# Given text
Residence in Hollywood, Calif., designed in 1928 by Paul Williams for banking executive Victor Rosetti.
STATELY AND GRACEFUL are the descriptors frequently invoked in real state listings for homes designed by architect Paul Revere Williams (1894-1980). The Williams name adds quantifiable prestige to prime properties on the most desirable streets in Beverly Hills, Hollywood Hills, Holmby Hills, and Hancock Park, homes often rendered in classic L.A. Beaux Arts style for which the African American architect is known.
One of the foremost architects in Los Angeles, Williams designed more than 2,000 residences including homes for the elite of Hollywood’s golden age—Frank Sinatra, Bill “Bojangles” Robinson, Lon Chaney, and Lucille Ball and Desi Arnaz, among many others. His imprint is in evidence throughout the city and the wider Southern California region. He also worked on select projects in other parts of the country.
In addition to homes, his portfolio features many schools, churches, civic buildings and commercial spaces. The list includes city landmarks such as LAX Airport, L.A. County Courthouse, and the Beverly Hills Hotel. He also designed many sites of cultural and social significance in the African American community, including First A.M.E. Church of Los Angeles, Angelus Funeral Home, and the headquarters of the black-owned Golden State Mutual Life Insurance Company.
Williams was the first licensed African American architect west of the Mississippi (1921). In 1923, he became the first African American member of the American Institute of Architects (AIA), and later the first black member to be inducted into AIA’s College of Fellows (1957).
Following a career of firsts, Williams is still blazing trails, posthumously. Thirty seven years after his death, the pioneering architect was honored with an AIA Gold Medal at the organization’s annual conference in Orlando, Fla. (April 27-29).
Following a career of firsts, Paul R. Williams is still blazing trails, posthumously. Thirty seven years after his death, the pioneering architect was honored with an AIA Gold Medal.
Throughout the 1940s, Paul Williams designed additions and renovations for the Beverly Hills Hotel, updating the look and feel of nearly the entire Mission-style complex, including the Polo Lounge, Fountain Coffee Shop, and Crescent wing. The aesthetics he introduced largely remain today. | Photo by Alan Light, Creative Commons
ON THURSDAY, First Lady Michelle Obama appeared at the conference for a midday conversation with AIA President Thomas Vonier, FAIA. Williams was recognized later in the evening at an awards ceremony.
The Gold Medal distinction is bestowed upon “an individual whose significant body of work has had a lasting influence on the theory and practice of architecture.” Legendary architects Frank Lloyd Wright (1949), Le Corbusier (1961), Louis I. Kahn (1971), and I.M. Pei (1979) have also received the award. AIA’s 73rd Gold Medalist, Williams is the first African American to earn that recognition, too.
“This is a moment in our institute’s history that is so important to recognize and acknowledge the work of a champion,” said Phil Freelon, FAIA, who presented to the AIA Board of Directors in December 2016, lobbying on behalf of Williams to be selected for the honor. Managing and design director at Perkins + Will, Freelon served as lead architect of the Smithsonian’s National Museum of African American History and Culture. (Architect David Adjaye was lead designer of the museum.)
“It’s been many decades but Paul Williams is finally being recognized for the brilliant work he did over many years,” Freelon said.

# Information
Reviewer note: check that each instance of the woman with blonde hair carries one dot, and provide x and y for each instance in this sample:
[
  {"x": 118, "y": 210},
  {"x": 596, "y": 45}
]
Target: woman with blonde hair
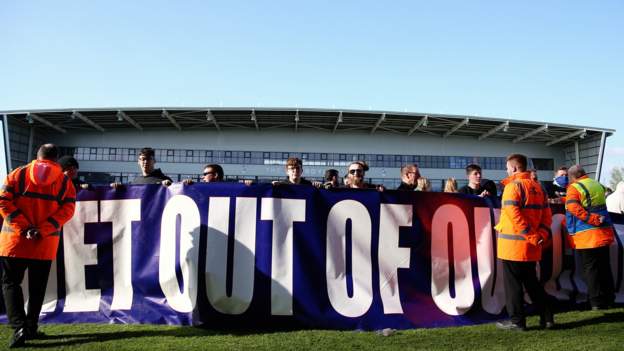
[
  {"x": 451, "y": 185},
  {"x": 423, "y": 184}
]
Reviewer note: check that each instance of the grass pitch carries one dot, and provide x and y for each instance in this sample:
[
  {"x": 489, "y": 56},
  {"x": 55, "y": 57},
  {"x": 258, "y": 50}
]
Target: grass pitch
[{"x": 578, "y": 330}]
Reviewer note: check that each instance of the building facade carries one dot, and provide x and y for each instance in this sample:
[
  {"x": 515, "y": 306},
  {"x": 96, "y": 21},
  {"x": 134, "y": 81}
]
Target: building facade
[{"x": 254, "y": 143}]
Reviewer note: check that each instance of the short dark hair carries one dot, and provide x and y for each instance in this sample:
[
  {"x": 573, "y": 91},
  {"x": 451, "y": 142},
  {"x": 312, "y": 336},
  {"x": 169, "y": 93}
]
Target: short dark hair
[
  {"x": 473, "y": 167},
  {"x": 330, "y": 173},
  {"x": 362, "y": 164},
  {"x": 519, "y": 160},
  {"x": 294, "y": 161},
  {"x": 48, "y": 152},
  {"x": 68, "y": 161},
  {"x": 217, "y": 168},
  {"x": 409, "y": 166},
  {"x": 148, "y": 152},
  {"x": 576, "y": 171}
]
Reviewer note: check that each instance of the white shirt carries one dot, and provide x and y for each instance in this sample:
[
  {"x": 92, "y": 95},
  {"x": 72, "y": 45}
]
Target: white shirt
[{"x": 615, "y": 201}]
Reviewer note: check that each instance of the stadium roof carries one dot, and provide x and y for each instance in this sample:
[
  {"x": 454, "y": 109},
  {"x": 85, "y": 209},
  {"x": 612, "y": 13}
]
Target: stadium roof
[{"x": 295, "y": 119}]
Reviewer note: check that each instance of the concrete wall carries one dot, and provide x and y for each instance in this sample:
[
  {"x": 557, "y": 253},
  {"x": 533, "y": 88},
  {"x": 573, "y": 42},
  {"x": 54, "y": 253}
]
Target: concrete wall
[{"x": 303, "y": 141}]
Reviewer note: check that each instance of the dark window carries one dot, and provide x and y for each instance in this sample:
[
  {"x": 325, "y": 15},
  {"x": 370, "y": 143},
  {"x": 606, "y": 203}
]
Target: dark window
[{"x": 544, "y": 164}]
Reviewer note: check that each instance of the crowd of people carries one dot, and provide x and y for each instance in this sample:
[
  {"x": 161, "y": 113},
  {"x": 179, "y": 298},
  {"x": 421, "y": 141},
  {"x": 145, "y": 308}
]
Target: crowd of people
[{"x": 37, "y": 199}]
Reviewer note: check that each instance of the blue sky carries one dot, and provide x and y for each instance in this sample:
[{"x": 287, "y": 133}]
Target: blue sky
[{"x": 552, "y": 61}]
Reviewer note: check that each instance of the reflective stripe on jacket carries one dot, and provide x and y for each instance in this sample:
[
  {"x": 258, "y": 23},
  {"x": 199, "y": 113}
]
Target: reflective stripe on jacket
[
  {"x": 585, "y": 203},
  {"x": 525, "y": 219},
  {"x": 40, "y": 196}
]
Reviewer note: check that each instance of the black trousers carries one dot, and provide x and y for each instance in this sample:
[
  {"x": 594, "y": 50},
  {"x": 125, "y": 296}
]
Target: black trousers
[
  {"x": 12, "y": 275},
  {"x": 519, "y": 275},
  {"x": 597, "y": 275}
]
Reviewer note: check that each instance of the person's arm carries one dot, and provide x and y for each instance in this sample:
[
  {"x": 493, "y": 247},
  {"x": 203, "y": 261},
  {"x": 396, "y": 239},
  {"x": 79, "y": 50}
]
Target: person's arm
[
  {"x": 575, "y": 207},
  {"x": 511, "y": 208},
  {"x": 64, "y": 213},
  {"x": 11, "y": 214},
  {"x": 546, "y": 220}
]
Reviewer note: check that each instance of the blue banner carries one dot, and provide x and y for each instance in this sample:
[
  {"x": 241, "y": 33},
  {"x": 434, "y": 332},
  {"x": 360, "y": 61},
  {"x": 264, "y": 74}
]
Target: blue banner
[{"x": 248, "y": 256}]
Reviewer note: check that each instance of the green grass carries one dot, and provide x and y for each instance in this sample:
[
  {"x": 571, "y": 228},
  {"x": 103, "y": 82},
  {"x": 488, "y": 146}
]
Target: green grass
[{"x": 586, "y": 330}]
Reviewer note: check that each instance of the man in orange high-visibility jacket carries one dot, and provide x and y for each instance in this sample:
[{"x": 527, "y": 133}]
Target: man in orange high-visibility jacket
[
  {"x": 35, "y": 201},
  {"x": 591, "y": 231},
  {"x": 523, "y": 227}
]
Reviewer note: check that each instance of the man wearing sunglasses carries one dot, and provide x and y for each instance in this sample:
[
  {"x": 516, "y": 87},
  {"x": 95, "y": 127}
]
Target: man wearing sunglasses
[
  {"x": 294, "y": 170},
  {"x": 355, "y": 174},
  {"x": 212, "y": 173},
  {"x": 149, "y": 173}
]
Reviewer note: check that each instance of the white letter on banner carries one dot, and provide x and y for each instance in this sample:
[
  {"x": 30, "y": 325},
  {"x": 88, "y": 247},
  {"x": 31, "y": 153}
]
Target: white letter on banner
[
  {"x": 336, "y": 264},
  {"x": 121, "y": 213},
  {"x": 77, "y": 255},
  {"x": 181, "y": 301},
  {"x": 283, "y": 212},
  {"x": 49, "y": 301},
  {"x": 244, "y": 254},
  {"x": 492, "y": 291},
  {"x": 391, "y": 255},
  {"x": 464, "y": 292}
]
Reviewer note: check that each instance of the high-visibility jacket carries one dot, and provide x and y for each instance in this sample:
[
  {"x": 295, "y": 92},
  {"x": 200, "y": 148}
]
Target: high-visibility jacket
[
  {"x": 40, "y": 196},
  {"x": 585, "y": 203},
  {"x": 524, "y": 221}
]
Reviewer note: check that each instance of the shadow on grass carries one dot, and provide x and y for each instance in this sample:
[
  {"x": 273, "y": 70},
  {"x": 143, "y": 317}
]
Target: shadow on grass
[
  {"x": 605, "y": 317},
  {"x": 74, "y": 339}
]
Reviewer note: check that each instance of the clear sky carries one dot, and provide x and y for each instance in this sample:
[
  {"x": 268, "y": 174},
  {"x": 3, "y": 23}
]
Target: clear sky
[{"x": 551, "y": 61}]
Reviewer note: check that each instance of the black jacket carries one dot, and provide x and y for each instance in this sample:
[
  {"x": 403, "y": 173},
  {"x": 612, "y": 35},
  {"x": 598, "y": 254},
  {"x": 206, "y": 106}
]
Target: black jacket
[
  {"x": 156, "y": 177},
  {"x": 302, "y": 181}
]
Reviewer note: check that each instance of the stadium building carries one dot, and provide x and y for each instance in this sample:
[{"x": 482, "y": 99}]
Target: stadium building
[{"x": 253, "y": 143}]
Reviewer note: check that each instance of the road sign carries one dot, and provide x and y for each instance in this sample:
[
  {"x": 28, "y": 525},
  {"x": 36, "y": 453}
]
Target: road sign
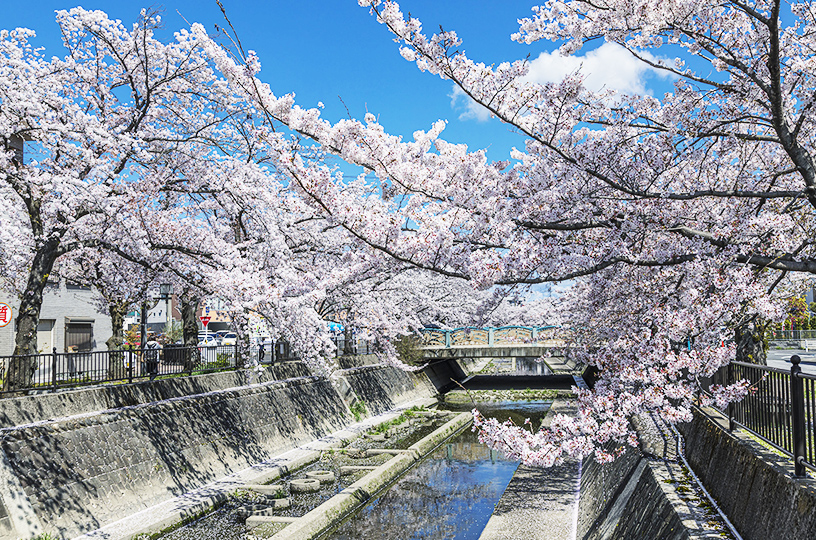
[{"x": 5, "y": 314}]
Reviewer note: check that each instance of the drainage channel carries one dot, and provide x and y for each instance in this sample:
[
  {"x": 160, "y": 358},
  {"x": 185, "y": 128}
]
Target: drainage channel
[{"x": 430, "y": 478}]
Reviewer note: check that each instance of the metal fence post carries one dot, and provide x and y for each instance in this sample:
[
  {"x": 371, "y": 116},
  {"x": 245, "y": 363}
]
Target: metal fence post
[
  {"x": 130, "y": 364},
  {"x": 54, "y": 369},
  {"x": 798, "y": 406}
]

# Work item
Pick up the article about architect Paul R. Williams and his posthumous AIA Gold Medal after its closing Phil Freelon quote, and write its next paragraphs.

# Result of the exercise
READ MORE of Phil Freelon’s presentation on behalf of Paul R. Williams Gold Medal candidacy
A suite at the Beverly Hills Hotel named for Paul Williams is designed to be a luxe, comfortable space for long-term guests. | Courtesy AIA
CELEBRATED TODAY Williams overcame early challenges in his life and successfully navigated an unwelcoming field in the early 20th century. He persevered based on the quality and rigor of his work, his innovative and creative designs, and most importantly, his diplomatic skills.
Born in Los Angeles in 1894, by the time Williams was four years old both of his parents had died and he was placed in foster care, separated from his brother. His foster mother was caring and encouraging. He attended Polytechnic High School, where a teacher tried to dissuade him from pursuing an architecture career. She told him white clients would be loathe to hire him and that the work he garnered in the black community wouldn’t be lucrative enough to sustain him.
Despite her warning, he pressed on and was able to gain experience at local design firms with architects including Reginald Johnson and John Austin. Williams became a certified building contractor in 1915 and attended the architecture program at the University of Southern California from 1916-1919.
Early in his career he was recognized in architecture competitions and with the real estate market booming in the early 1920s Los Angeles, he found his footing. He established his own firm, Paul R. Williams & Associates in the Stock Exchange Building in downtown Los Angeles. First licensed in California, he later became a registered architect in New York, Tennessee, and the District of Columbia, where he worked on multiple projects at Howard University, a joint venture with the practice of Hilyard Robinson.
A popular anecdote about his practice is that Williams learned to draw plans upside down to make white clients more comfortable. In so doing, they could sit across from him rather than having to be close by his side to see his renderings.
He viewed the skill as an attribute rather than a concession. In The New Yorker, Dana Goodyear noted, “…when Williams wrote about this skill, in an autobiographical essay called ‘I Am a Negro,’ published in American Magazine in 1937, he described it as an artistic sleight of hand. It was about making a dazzling first impression, so that people would think twice about judging him by the color of his skin.”
The architect described his ability to draw upside down it “as an artistic sleight of hand. It was about making a dazzling first impression, so that people would think twice about judging him by the color of his skin.”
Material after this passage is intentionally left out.